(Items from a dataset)
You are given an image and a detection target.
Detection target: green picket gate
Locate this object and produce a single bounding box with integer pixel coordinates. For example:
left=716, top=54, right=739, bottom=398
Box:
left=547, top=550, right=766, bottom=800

§ **The problem**
Turn the lines of the listing into a numbered list, skipping any blank lines.

§ **Answer to the task**
1. You are given an image and a detection target.
2. Detection target: green picket gate
3. Locate this object and produce a single bounding box with integer pixel coordinates. For example:
4. left=716, top=54, right=739, bottom=398
5. Box:
6. left=547, top=550, right=766, bottom=800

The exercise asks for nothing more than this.